### TEXTE FOURNI
Le Temps

«On va se faire exploser en Suisse!»

TERRORISME Une série de messages retrouvés sur le portable d’un jeune radicalisé d’Annemasse laisse à penser qu’un projet de double attentat à Lausanne et dans une église de Genève était à l’étude. L’homme est aujourd’hui incarcéré à Lyon

- CHRISTIAN LECOMTE, THONON

«Cet homme-là est une bombe à retardemen­t qui n'était pas loin du passage à l'acte», lâche Philippe Toccanier, le procureur de la République de Thonon. Jeudi 21 septembre, salle numéro 1 du Tribunal de Thonon. Comparaît Samia*, une jeune femme qui vit à Meudon, près de Paris. Elle est Française d'origine algérienne. Le 13 août, elle gare son véhicule de location non loin de la douane de Thônex-Vallard, près de Genève. Elle est voilée, a enfilé une longue robe noire. Elle dit à la cour qu'elle est venue fumer un joint tranquille­ment.

Intrigués, les douaniers français la contrôlent, trouvent sous le siège du passager et dans le coffre deux armes de catégorie D type Gomm Cogne non létales (appelées aussi Lady Pistol), dont le port est prohibé en France. Samia est conduite au commissari­at. Deux téléphones portables sont saisis, dont l'un appartient à Akim*, 28 ans, connu des services de police et inscrit au fichier S. Il habite Annemasse, sa mère d'origine algérienne vit elle aussi dans cette commune, son père d'origine turque vit en Suisse.

### CONSIGNES
D'après le texte fourni, où Samia gare-t-elle son véhicule de location le 13 août ?

### LISTE EXTRAITE
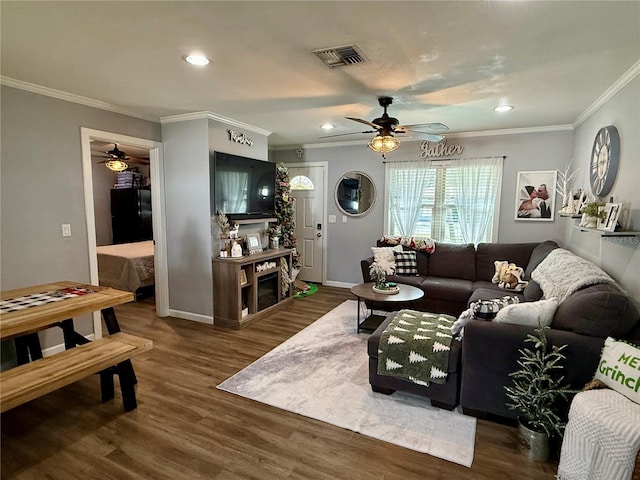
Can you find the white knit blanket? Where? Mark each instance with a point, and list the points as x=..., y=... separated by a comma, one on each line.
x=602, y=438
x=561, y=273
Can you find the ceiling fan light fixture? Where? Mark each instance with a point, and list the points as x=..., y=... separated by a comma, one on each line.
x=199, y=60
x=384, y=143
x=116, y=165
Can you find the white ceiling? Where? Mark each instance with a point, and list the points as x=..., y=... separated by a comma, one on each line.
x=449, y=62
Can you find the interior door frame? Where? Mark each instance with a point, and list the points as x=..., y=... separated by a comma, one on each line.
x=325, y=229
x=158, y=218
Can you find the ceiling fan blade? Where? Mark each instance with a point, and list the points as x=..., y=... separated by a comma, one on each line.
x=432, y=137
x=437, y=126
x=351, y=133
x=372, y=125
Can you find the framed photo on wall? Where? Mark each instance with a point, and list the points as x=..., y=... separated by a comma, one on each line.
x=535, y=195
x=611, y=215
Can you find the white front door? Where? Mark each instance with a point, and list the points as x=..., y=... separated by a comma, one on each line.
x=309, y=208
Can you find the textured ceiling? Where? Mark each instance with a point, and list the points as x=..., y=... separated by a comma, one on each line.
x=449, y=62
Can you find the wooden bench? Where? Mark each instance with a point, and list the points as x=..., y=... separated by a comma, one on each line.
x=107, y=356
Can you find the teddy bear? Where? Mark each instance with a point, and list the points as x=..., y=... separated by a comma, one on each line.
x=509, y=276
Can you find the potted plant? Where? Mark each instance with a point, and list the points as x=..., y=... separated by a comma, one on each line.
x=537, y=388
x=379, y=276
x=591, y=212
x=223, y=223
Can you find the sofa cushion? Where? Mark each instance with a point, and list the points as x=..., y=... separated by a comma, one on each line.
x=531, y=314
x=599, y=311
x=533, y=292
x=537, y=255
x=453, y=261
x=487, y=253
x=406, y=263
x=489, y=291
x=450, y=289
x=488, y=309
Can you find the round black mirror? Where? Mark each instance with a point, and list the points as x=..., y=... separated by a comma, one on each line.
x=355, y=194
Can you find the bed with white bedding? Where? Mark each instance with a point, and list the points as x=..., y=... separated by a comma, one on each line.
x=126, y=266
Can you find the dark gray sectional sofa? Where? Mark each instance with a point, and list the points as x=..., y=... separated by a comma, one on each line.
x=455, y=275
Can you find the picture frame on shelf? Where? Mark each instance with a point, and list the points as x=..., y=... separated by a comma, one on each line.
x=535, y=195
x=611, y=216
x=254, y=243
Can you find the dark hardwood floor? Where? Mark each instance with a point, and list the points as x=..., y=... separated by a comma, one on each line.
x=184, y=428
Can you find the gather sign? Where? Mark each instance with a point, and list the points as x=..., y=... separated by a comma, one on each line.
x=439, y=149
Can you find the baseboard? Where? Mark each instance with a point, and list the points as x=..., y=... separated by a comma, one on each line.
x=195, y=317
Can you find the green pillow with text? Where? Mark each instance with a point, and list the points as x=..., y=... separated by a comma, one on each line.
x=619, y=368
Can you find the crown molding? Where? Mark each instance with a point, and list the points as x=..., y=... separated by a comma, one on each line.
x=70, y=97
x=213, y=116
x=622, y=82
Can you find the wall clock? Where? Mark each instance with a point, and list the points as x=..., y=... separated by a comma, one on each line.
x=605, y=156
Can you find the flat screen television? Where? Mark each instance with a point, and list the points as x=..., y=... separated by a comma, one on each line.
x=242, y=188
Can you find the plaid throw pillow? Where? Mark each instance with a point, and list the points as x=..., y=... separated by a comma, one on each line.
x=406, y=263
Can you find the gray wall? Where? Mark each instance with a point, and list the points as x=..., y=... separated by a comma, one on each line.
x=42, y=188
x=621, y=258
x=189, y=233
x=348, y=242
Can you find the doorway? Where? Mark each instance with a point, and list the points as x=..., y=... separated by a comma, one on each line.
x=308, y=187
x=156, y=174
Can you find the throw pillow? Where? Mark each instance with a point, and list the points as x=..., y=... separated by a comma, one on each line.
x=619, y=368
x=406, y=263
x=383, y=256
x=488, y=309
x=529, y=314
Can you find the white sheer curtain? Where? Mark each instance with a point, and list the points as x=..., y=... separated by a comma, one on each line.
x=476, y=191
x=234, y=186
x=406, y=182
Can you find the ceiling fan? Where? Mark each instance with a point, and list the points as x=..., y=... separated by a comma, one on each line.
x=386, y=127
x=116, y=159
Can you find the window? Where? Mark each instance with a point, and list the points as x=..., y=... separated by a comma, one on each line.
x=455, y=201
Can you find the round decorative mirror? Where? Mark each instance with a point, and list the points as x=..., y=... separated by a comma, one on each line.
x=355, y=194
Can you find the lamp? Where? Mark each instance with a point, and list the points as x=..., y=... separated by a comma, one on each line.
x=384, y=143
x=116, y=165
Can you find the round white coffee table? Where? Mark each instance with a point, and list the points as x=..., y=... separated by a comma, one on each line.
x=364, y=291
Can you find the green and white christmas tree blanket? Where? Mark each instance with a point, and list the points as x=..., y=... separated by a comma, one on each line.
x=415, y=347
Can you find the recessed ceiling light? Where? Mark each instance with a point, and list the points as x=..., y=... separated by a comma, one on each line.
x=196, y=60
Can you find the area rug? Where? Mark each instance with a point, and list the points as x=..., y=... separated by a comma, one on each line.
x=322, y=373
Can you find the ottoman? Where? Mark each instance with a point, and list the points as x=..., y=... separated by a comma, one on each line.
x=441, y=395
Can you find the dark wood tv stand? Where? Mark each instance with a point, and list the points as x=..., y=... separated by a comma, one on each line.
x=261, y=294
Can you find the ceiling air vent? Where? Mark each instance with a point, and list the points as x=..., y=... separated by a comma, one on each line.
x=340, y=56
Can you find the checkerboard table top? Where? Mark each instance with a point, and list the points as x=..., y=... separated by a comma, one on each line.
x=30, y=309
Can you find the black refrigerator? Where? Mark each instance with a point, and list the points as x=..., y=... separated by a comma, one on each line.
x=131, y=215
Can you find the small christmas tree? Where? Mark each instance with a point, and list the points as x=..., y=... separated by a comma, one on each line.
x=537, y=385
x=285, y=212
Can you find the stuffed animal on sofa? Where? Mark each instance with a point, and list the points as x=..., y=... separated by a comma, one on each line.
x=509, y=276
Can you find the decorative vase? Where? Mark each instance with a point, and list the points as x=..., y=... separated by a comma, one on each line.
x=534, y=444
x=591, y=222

### EXERCICE CORRIGÉ
Elle le gare non loin de la douane de Thônex-Vallard, près de Genève.